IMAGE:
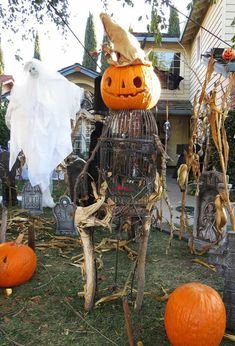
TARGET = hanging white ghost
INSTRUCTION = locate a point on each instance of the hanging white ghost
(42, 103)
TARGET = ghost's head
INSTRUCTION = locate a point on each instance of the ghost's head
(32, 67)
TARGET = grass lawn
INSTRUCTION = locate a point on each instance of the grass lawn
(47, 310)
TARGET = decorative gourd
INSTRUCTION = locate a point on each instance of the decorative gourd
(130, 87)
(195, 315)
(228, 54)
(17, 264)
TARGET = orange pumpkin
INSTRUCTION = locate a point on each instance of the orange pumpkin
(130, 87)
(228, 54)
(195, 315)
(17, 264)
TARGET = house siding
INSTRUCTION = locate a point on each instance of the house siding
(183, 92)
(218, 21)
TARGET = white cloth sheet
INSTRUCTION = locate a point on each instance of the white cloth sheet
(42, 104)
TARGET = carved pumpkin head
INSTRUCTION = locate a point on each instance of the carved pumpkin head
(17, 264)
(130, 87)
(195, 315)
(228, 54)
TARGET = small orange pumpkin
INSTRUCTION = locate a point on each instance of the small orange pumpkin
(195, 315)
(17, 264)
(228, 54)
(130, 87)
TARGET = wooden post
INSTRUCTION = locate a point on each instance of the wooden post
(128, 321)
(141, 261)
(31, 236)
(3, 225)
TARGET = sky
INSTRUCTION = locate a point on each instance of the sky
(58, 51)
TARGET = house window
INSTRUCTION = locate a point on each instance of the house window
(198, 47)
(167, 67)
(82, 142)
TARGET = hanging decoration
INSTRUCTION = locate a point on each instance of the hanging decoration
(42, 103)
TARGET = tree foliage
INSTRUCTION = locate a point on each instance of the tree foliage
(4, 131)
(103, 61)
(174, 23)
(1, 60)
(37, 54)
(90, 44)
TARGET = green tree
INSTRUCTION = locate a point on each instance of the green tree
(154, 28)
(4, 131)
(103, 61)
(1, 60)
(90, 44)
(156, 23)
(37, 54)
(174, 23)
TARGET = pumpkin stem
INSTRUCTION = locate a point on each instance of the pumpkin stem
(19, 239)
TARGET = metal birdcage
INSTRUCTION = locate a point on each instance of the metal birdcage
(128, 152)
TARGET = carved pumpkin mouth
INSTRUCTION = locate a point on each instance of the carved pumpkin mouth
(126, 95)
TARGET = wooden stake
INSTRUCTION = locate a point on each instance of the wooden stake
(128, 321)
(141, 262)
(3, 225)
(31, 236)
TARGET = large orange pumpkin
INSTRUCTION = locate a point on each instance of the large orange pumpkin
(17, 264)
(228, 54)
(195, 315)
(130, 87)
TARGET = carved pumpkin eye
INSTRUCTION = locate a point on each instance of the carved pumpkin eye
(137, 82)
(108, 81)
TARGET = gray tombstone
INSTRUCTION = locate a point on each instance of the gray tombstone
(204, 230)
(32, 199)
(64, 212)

---

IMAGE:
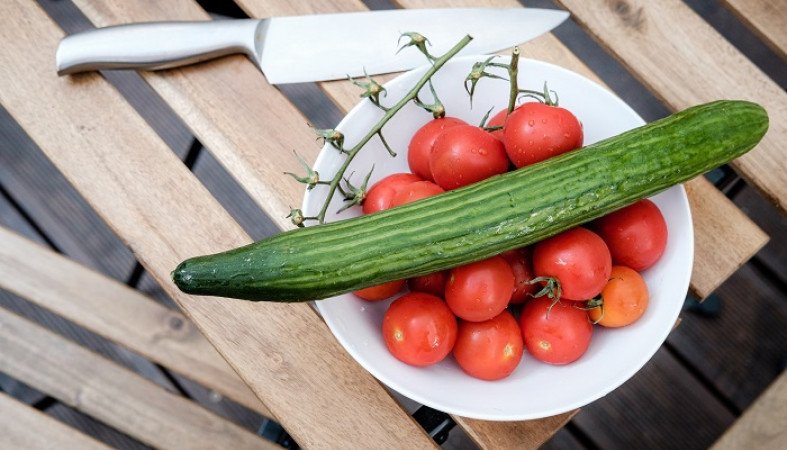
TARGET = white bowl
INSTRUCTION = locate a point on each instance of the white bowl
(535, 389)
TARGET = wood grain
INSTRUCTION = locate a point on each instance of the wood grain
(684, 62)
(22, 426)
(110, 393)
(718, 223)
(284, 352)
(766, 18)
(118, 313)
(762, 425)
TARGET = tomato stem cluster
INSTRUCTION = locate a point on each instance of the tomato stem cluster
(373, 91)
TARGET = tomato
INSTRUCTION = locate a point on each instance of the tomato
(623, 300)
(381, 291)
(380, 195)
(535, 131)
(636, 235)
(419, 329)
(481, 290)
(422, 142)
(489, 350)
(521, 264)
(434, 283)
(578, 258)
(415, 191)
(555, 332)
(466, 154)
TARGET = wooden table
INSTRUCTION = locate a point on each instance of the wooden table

## Directions for this task
How many lines in the entries above include the string "table"? Please answer with that number and nothing more.

## Result for this exercise
2